[Region annotation items]

_ _ _ _

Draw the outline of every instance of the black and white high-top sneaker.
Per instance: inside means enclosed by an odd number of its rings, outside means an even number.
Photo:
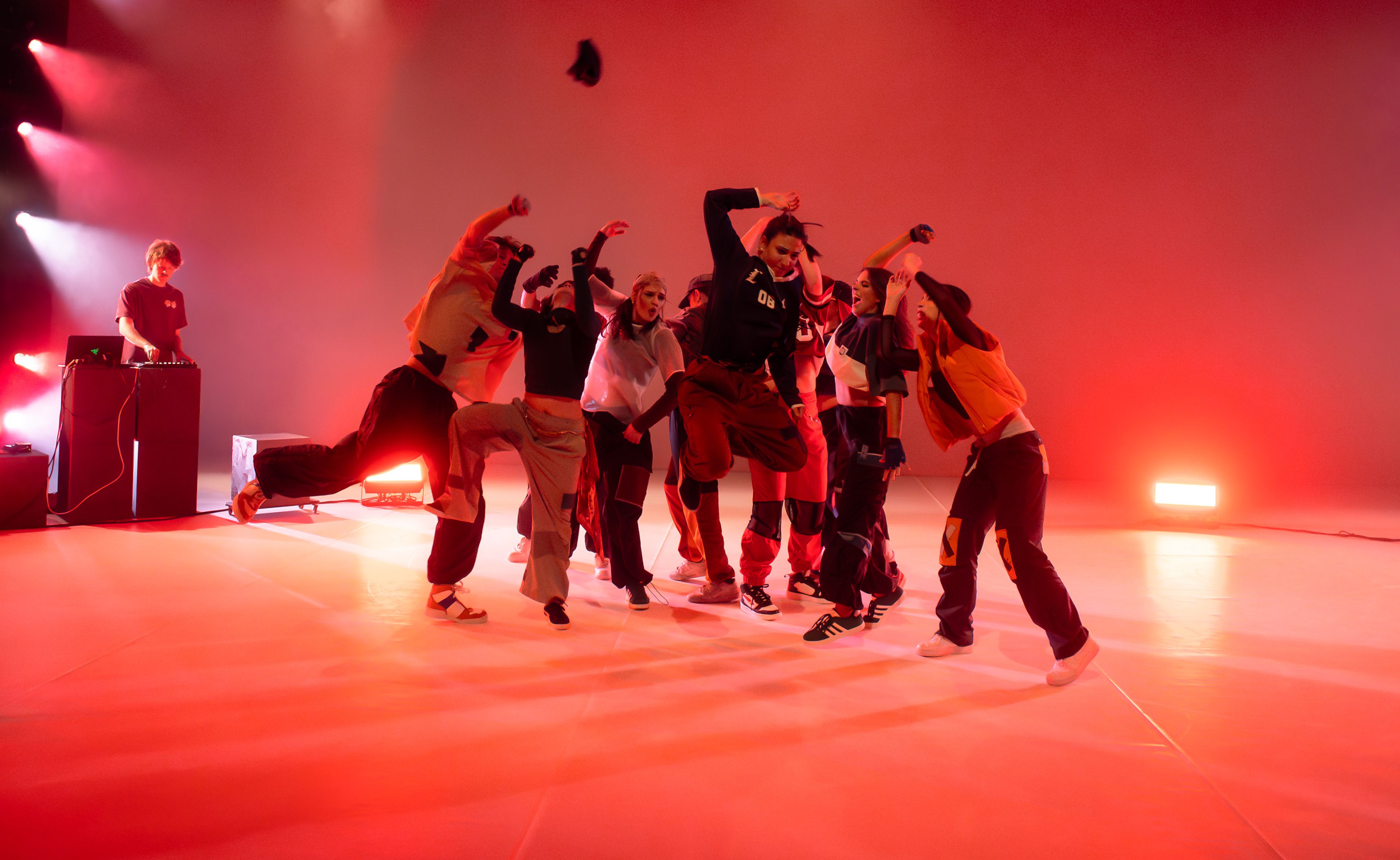
[[[822,583],[816,578],[816,571],[788,573],[788,597],[795,597],[797,600],[822,600]]]
[[[739,586],[739,605],[764,621],[773,621],[778,617],[778,607],[773,605],[773,599],[769,597],[767,586]]]

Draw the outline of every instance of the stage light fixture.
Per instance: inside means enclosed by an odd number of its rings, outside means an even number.
[[[14,354],[14,364],[20,365],[25,371],[31,371],[34,373],[39,373],[41,376],[43,375],[43,369],[45,368],[43,368],[43,357],[42,355],[29,355],[28,352],[15,352]]]
[[[363,494],[368,494],[368,498],[361,495],[361,505],[384,508],[421,505],[423,499],[419,494],[423,492],[423,467],[417,463],[395,466],[389,471],[370,475],[360,484],[360,488]]]
[[[1215,485],[1158,481],[1155,502],[1168,508],[1215,508]]]

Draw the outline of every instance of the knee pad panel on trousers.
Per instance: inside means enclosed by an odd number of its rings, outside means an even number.
[[[1007,576],[1015,580],[1016,562],[1011,558],[1011,541],[1007,538],[1005,529],[997,529],[997,555],[1001,557],[1001,564],[1007,568]]]
[[[748,531],[769,540],[783,540],[783,502],[755,502]]]
[[[938,564],[945,568],[958,566],[958,538],[960,537],[962,517],[948,517],[948,522],[944,523],[944,540],[938,547]]]
[[[650,481],[651,473],[645,468],[640,466],[623,466],[617,475],[617,492],[613,498],[619,502],[641,508],[647,501],[647,484]]]
[[[787,512],[788,520],[792,523],[792,531],[798,534],[820,534],[822,533],[822,512],[826,509],[826,502],[804,502],[801,499],[788,499]]]
[[[871,541],[864,534],[853,534],[850,531],[837,531],[836,537],[850,547],[851,550],[860,552],[862,557],[871,557]]]

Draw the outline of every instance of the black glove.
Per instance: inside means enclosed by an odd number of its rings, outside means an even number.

_ _ _ _

— GIVEN INSTRUCTION —
Turn the lines above into a numbered list, skipping blank lines. Leave any pictures out of your answer.

— COMPLETED TASK —
1. Draw the outline of every instance of the black and white high-top sneaker.
2. Per instance: inside means enclosed by an odd number of its rings, outside means an even number.
3. Photo:
4. [[[822,583],[816,578],[816,571],[788,573],[788,597],[795,597],[797,600],[822,600]]]
5. [[[739,586],[739,605],[764,621],[773,621],[778,617],[778,607],[773,605],[773,599],[769,597],[767,586]]]
6. Draw the outline of every instance of the stage light fixture.
7. Per instance: inside means enclosed by an odd number of its rings, outside means an even number.
8. [[[14,354],[14,364],[20,365],[25,371],[31,371],[34,373],[39,373],[41,376],[43,375],[43,369],[45,368],[43,368],[43,357],[42,355],[29,355],[28,352],[15,352]]]
9. [[[363,494],[368,494],[368,498],[361,495],[361,505],[384,508],[421,505],[423,499],[419,494],[423,492],[423,467],[417,463],[395,466],[389,471],[370,475],[360,484],[360,488]]]
10. [[[1215,485],[1158,481],[1155,502],[1168,508],[1215,508]]]
11. Draw the outline of every instance of the knee pad panel on trousers.
12. Per instance: inside means enclosed by an odd number of its rings, outside means an even number.
13. [[[1007,576],[1015,580],[1016,562],[1011,558],[1011,541],[1007,538],[1005,529],[997,529],[997,555],[1001,557],[1001,564],[1007,568]]]
14. [[[748,531],[769,540],[783,540],[783,502],[755,502]]]
15. [[[938,564],[945,568],[958,566],[958,538],[960,537],[962,517],[948,517],[948,522],[944,523],[944,540],[938,547]]]
16. [[[650,481],[651,473],[645,468],[640,466],[623,466],[617,475],[617,492],[613,498],[619,502],[641,508],[647,501],[647,484]]]
17. [[[787,512],[788,520],[792,523],[792,531],[798,534],[820,534],[822,533],[822,512],[826,509],[826,502],[804,502],[801,499],[788,499]]]
18. [[[871,541],[864,534],[853,534],[850,531],[837,531],[836,537],[850,547],[851,550],[860,552],[862,557],[871,557]]]
19. Draw the outline of every instance of the black glove.
20. Per instance: inside means enclosed by an odd number of its rings, outside means an even number.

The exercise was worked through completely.